▶ **Problem 1**
In the thread on the redundant environment, list the events named as the usual causes of corruption while the new environment is being written.
▶ **Problem 2**
Answer these questions from the thread on the redundant environment:
(a) What value is written over the flag byte in the old environment?
(b) What exact command does the reply say to type to get the wanted behavior?
(c) What option name is proposed for running the save command twice internally?
▶ **Problem 3**
Write the next part of the thread on the redundant environment, picking up after its last message.

▶ **Reading passage**
The CFI driver is a bit noisy, indeed.
Best regards,
Wolfgang Denk

Wolfgang Denk wrote:
So, at this stage if your active environment is lost/corrupted your latest changes to the environment is lost as well which might be important to boot your system. The idea behind redundancy (IMHO) is such that if one environment is lost the backup can provide all that was in active but in current implementation it is not be possible simply using one saveenv command. To get truly redundant environment that is exactly duplicate, you are supposed to save the environment twice.
Corruption happens usually only because you have a power loss or reset or crash when writing the new environment. In this case you keep the old, known to be working state.
I agree but once you have written the one copy of the environment and protect it (if you have hardware support), one copy is already securely written you can go ahead and write the second environment. We changed the environment because the old one was not right so keeping the old environment after one copy is written might not save us in certain situations.
Redundant environment implements something like an atomic transaction.
I know it only writes over the flag byte in old environment by writing 00 (can always transform from 1s to 0 in nor flash without erasing). I guess you are referring to this as atomic transaction.
I personally think this is not quite how redundant environment should be implemented. I think once the update of one environment is completed, second environment should be updated with the same. What do you think?
If you want this behaviour, then just use it. All you need to do is typing "saveenv;saveenv". Next question, please.
It depends on a user doing this which might not be true. Heck, I even forget to do this sort of stuff after some time. It would be great if the sync is provided as an option. How about CFG_ENV_REDUND_SYNC (or something like this) that runs the save command twice internally or something like that to that effect?
I guess same thing is applicable when using fw_setenv from linux.

▶ **Information provided**

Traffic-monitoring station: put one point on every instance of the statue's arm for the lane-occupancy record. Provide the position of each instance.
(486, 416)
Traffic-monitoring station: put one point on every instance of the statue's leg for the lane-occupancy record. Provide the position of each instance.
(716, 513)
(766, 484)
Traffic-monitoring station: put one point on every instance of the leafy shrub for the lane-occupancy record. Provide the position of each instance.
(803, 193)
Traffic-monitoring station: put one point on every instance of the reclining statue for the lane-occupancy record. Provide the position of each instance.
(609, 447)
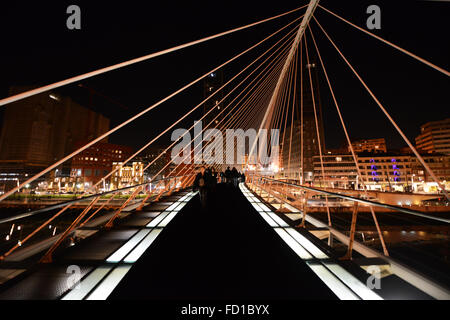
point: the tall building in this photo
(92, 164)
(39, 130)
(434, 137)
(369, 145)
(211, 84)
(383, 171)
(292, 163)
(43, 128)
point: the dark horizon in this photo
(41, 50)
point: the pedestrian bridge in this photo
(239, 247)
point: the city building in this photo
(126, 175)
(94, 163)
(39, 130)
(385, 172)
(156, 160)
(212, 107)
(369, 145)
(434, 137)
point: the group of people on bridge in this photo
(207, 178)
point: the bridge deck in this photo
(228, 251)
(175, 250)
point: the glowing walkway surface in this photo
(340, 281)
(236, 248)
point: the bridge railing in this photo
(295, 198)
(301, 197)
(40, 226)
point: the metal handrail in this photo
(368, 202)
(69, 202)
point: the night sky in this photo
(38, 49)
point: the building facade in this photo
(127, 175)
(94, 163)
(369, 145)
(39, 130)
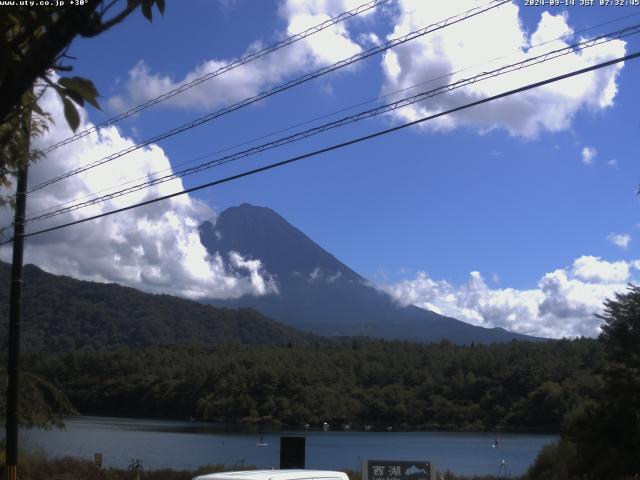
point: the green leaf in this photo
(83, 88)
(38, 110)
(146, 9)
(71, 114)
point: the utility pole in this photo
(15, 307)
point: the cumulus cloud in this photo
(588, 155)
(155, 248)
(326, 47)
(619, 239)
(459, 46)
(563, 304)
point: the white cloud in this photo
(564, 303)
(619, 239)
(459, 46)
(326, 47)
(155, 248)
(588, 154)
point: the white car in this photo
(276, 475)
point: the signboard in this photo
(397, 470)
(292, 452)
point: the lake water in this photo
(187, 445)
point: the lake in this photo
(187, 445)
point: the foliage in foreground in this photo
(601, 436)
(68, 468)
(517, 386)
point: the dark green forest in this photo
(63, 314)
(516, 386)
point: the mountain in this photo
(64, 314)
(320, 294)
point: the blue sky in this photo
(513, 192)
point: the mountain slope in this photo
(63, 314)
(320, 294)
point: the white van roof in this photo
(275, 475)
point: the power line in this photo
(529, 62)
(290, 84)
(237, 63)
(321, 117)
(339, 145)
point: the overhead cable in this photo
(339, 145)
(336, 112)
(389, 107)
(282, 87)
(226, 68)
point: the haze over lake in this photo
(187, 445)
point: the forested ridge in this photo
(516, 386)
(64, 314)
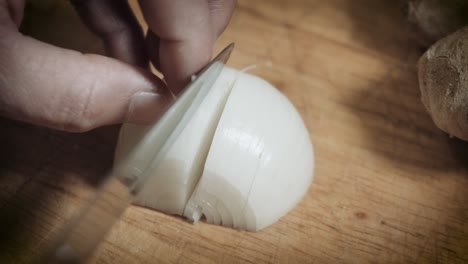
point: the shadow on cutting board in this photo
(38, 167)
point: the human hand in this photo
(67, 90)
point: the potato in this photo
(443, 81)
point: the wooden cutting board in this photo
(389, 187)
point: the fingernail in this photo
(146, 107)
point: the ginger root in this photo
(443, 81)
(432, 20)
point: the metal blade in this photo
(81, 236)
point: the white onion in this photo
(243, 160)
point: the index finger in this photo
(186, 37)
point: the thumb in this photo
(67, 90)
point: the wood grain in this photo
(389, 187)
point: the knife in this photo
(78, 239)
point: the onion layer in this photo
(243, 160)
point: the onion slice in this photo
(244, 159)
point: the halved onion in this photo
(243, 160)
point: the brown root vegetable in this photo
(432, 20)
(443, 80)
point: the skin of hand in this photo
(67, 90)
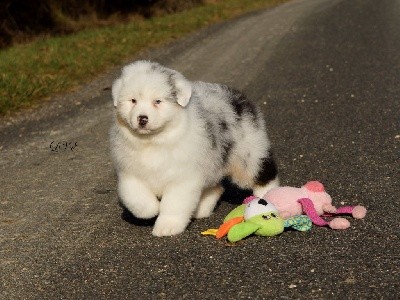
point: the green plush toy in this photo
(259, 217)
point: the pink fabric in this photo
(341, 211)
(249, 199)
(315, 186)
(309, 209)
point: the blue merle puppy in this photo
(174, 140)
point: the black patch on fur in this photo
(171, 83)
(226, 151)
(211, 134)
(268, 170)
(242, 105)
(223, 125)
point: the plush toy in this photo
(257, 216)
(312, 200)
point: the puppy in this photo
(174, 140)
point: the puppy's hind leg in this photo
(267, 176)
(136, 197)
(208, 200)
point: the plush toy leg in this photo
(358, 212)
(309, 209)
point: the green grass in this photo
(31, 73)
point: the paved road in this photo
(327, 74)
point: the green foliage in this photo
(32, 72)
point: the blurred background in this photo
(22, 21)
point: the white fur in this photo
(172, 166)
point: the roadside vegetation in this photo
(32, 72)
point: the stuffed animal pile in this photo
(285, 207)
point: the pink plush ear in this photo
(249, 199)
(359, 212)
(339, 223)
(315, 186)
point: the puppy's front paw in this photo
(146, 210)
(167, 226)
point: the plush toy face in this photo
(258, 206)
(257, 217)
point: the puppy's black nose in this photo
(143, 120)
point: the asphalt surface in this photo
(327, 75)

▶ **Result 1**
power loss, reset, crash

▶ **Result 2**
(a) 00
(b) "saveenv;saveenv"
(c) CFG_ENV_REDUND_SYNC

▶ **Result 3**
The current scheme also does not sync environment from the good one if one environment detected bad during boot. Should U-Boot fix the bad one from the good one automatically? Currently, I think there is not even a diagnostic message that one environment is bad.
How about U-Boot commands to verify environment so we can use it to do the sync etc. in a script.
Other cosmetic issues noticed:
- Defining CFG_ENV_ADDR_REDUND or CFG_ENV_OFFSET_REDUND results in
definition of CFG_REDUNDAND_ENVIRONMENT. I might be nitpicking but the correct spelling should have been CFG_REDUNDANT_ENVIRONMENT
Typo. Submit a patch.
Will do.
- The output of saveenv intermixed with output from flash driver is
looking rather untidy and confusing. For example, ". done" below is coming from "driver/cfi_flash.c". We get ". done" right after "Saving Environment to Flash..." message and other messages follow. However, the first ". done" was really for unprotect which is reported after. I think like U-Boot does for Erasing part, we should announce the operation first (i.e. Un-protecting ... Protecting...) so flash driver output can match the current operation properly.
The CFI driver is a bit noisy, indeed.
Should I add "Protecting..." "Un-protecting..." before operations to compensate for flash driver output...
Best regards, Tolunay

In message 444EB1D5.1000804@orkun.us you wrote:
I agree but once you have written the one copy of the environment and protect it (if you have hardware support), one copy is already securely written you can go ahead and write the second environment. We changed
You just said that the data is securely written and protected.
the environment because the old one was not right so keeping the old environment after one copy is written might not save us in certain situations.
Which are?
I know it only writes over the flag byte in old environment by writing 00 (can always transform from 1s to 0 in nor flash without erasing). I guess you are referring to this as atomic transaction.
No. I mean, that "saveenv" has a transaction character: either it will succeed, and you end up with the new environment, or it will fail, and you will end up with the previous one.
Writing the new environment twice just adds flash wear.
So far, I haven't seen a situation where it would have been useful.
If you want this behaviour, then just use it. All you need to do is typing "saveenv;saveenv". Next question, please.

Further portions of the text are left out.